Copy all lines holding the word "fruit" from the entries.

## INPUT RECORDS
==================================================

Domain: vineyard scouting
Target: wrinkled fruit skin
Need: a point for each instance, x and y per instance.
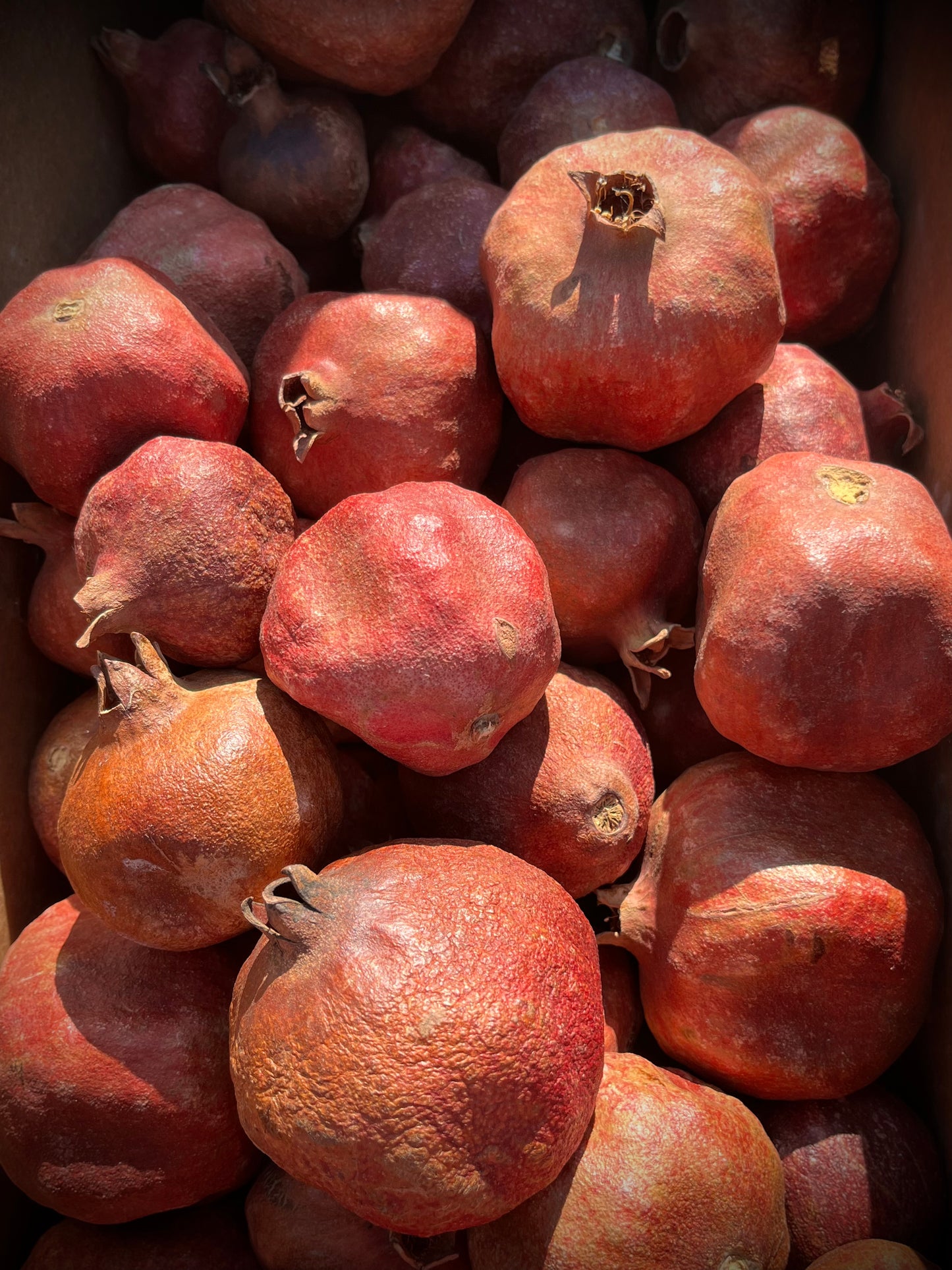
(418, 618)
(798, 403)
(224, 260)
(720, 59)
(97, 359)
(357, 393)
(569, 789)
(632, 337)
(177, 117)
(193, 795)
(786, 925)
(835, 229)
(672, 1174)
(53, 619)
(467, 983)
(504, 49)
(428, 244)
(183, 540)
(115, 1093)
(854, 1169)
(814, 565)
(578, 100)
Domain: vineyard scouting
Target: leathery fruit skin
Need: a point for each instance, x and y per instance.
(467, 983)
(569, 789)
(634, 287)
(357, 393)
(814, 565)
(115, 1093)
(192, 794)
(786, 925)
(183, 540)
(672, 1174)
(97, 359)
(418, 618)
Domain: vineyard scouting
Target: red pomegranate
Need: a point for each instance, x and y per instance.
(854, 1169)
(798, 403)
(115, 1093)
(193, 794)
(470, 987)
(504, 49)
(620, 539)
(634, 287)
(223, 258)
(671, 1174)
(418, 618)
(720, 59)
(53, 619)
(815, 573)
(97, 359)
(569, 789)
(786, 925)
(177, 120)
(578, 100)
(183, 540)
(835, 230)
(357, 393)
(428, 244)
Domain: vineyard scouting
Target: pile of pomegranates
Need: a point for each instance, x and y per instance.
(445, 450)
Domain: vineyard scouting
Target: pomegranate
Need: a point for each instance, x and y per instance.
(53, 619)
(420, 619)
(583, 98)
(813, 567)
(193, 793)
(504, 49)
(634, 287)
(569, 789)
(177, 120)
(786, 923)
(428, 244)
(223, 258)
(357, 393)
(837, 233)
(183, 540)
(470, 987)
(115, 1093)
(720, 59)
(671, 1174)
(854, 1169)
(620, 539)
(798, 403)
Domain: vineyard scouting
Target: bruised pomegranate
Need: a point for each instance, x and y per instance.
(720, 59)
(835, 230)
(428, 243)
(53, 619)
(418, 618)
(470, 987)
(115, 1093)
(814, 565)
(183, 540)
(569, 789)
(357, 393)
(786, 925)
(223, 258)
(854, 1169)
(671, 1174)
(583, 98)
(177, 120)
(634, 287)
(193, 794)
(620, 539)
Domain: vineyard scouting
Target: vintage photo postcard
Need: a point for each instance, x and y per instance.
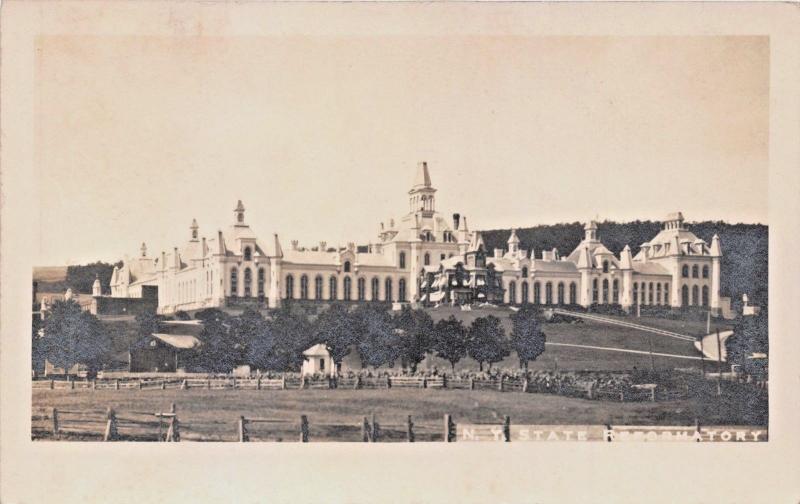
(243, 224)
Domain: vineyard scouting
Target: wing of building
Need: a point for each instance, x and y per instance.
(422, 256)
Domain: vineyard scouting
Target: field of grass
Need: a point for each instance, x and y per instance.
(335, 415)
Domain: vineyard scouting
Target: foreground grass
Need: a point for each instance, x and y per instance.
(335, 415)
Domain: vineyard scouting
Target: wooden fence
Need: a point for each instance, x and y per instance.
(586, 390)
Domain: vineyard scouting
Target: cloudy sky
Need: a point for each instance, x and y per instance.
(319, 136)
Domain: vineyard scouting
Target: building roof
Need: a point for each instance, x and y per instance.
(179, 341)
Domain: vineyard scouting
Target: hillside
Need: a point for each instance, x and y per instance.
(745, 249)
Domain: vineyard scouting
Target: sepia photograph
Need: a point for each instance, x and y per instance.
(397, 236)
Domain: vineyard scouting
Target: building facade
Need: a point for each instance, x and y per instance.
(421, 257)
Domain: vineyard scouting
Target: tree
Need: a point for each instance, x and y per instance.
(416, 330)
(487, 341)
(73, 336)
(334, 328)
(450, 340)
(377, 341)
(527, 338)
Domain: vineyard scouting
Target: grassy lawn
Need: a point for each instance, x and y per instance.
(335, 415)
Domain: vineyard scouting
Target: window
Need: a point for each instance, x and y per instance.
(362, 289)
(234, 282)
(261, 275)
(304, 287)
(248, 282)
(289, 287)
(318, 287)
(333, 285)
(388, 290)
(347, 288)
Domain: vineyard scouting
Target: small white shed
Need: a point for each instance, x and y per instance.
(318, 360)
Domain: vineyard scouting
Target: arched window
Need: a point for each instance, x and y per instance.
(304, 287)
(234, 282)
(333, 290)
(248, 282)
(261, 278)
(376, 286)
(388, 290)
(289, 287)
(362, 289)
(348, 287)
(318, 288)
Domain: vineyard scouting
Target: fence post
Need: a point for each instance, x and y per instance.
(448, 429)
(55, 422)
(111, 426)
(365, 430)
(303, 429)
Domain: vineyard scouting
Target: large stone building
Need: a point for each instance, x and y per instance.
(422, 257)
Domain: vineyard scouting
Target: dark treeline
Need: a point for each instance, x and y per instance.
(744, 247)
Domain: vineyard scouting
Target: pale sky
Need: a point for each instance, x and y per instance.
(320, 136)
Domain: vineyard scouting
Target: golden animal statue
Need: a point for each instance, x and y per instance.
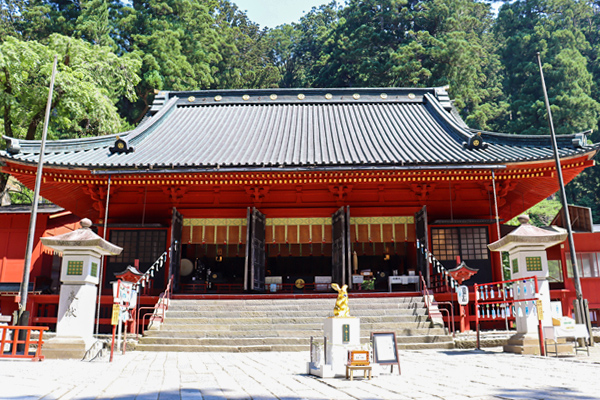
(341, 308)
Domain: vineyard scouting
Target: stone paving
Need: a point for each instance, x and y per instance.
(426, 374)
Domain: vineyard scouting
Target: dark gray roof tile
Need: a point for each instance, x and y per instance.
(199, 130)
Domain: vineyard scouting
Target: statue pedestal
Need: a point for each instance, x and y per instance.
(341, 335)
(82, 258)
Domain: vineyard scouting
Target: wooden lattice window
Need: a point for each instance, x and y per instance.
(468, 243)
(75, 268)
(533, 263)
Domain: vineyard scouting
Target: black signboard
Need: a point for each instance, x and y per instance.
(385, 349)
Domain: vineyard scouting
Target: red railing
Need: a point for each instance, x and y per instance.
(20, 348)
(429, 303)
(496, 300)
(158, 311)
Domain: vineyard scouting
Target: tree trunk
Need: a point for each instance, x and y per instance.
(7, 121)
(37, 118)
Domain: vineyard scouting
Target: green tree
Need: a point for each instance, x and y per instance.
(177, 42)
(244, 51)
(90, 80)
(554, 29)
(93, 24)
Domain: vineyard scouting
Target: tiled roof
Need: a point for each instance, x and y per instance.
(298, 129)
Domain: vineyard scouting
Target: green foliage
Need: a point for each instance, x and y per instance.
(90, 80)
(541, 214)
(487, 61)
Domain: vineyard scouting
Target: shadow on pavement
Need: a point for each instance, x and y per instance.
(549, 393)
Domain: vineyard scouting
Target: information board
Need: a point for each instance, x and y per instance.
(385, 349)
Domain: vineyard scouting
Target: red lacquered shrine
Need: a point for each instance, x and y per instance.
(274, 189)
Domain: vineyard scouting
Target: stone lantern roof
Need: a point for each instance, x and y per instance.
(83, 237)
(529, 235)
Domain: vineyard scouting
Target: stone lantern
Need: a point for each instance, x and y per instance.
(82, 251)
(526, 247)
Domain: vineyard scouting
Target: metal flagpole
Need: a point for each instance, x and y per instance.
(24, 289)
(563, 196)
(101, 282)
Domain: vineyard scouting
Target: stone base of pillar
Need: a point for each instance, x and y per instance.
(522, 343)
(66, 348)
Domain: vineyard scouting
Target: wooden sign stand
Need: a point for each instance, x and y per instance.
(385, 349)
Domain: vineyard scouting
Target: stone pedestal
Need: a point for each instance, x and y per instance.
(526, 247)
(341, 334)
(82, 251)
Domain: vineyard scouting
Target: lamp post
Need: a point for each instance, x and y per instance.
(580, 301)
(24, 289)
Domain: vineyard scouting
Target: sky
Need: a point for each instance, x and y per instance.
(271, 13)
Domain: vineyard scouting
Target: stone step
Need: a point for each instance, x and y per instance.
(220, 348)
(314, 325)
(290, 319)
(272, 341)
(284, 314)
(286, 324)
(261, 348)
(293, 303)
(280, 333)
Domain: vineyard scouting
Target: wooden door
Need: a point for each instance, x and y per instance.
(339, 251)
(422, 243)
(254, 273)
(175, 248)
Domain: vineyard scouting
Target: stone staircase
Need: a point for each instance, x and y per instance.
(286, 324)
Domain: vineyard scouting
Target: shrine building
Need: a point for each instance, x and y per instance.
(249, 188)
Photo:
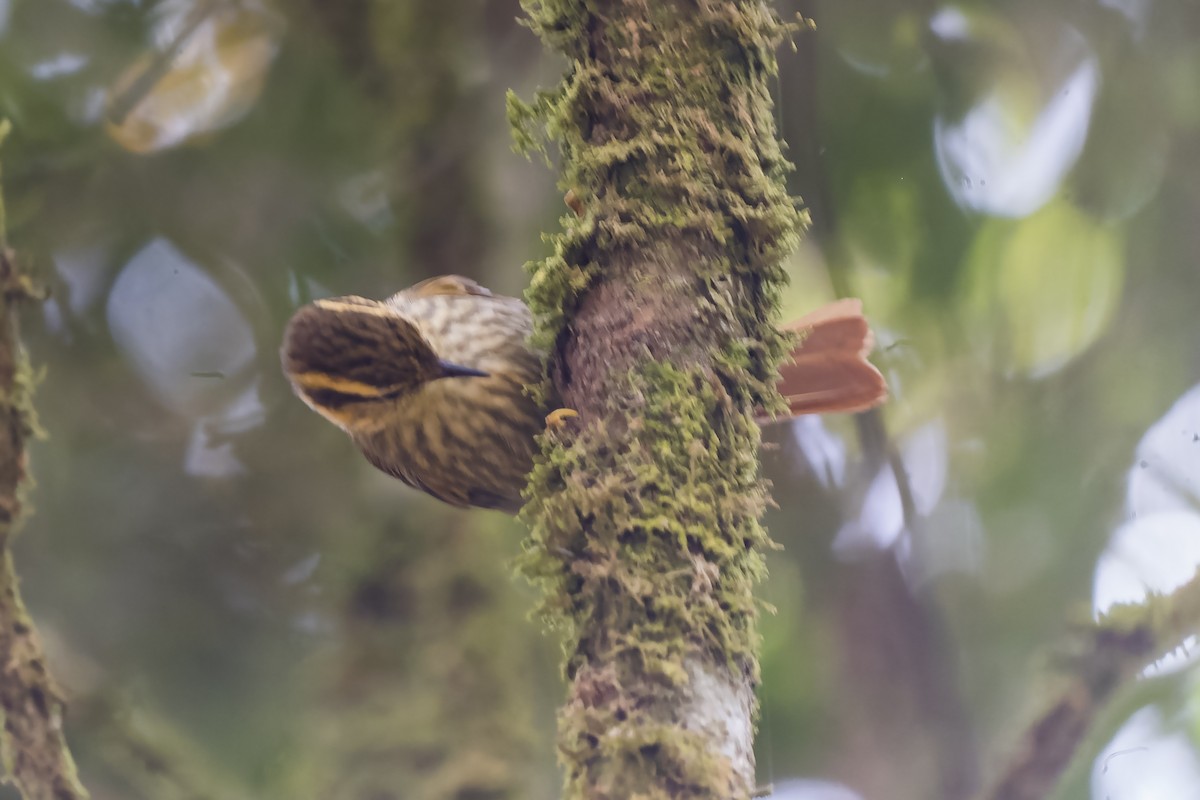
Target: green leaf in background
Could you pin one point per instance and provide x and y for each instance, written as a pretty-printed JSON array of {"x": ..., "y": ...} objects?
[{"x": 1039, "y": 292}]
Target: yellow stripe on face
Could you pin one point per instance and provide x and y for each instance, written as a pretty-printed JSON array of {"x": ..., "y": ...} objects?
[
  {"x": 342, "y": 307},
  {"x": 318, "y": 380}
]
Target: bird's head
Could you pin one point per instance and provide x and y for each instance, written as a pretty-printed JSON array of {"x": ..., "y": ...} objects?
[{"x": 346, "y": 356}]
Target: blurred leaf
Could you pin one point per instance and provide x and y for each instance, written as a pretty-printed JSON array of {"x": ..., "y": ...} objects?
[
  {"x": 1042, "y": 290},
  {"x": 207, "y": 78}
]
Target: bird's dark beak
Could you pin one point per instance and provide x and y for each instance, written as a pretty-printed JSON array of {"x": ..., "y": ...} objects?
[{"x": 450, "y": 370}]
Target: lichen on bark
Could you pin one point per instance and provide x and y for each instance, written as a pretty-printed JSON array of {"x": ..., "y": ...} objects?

==================================================

## WRITTEN REPLY
Target: wrinkled fruit skin
Target: leathery fruit skin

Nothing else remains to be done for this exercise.